> _Written task_:
Can you rewrite all of the material below with "baseboard heater" replaced by "wall radiator" and nothing else changed? Leave the pictures out.

> _Task inputs_:

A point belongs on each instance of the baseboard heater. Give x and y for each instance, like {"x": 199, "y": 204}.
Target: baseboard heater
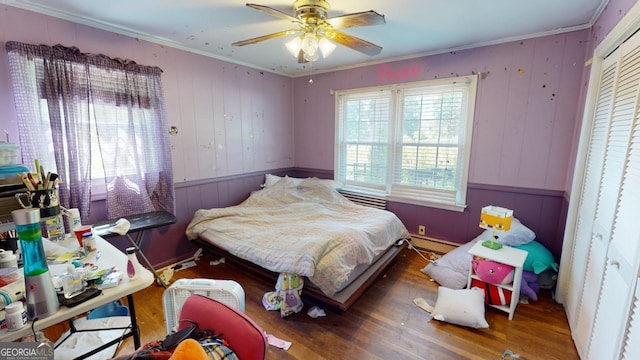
{"x": 378, "y": 202}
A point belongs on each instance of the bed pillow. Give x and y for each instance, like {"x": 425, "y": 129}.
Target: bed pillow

> _Solution to this exercise_:
A point belongs on each instance of the wall radiator. Give x and y for each instance, like {"x": 199, "y": 204}.
Target: wall radiator
{"x": 378, "y": 202}
A point belongs on each instance of the bed pillow. Give x and y for each instance, like {"x": 425, "y": 129}.
Target: bed pillow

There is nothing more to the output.